• **Task to complete**
Echo each of the following records line for line, without changing anything.

[Records of labeled boxes]
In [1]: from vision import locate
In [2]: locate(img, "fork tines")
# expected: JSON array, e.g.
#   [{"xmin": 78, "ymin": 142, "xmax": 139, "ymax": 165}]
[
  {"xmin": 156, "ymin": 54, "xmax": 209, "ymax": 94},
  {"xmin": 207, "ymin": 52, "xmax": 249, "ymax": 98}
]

• **Complete answer**
In [1]: from vision import locate
In [2]: locate(img, "fork tines")
# expected: JSON array, e.g.
#   [{"xmin": 78, "ymin": 142, "xmax": 139, "ymax": 165}]
[
  {"xmin": 156, "ymin": 54, "xmax": 209, "ymax": 94},
  {"xmin": 207, "ymin": 52, "xmax": 249, "ymax": 98}
]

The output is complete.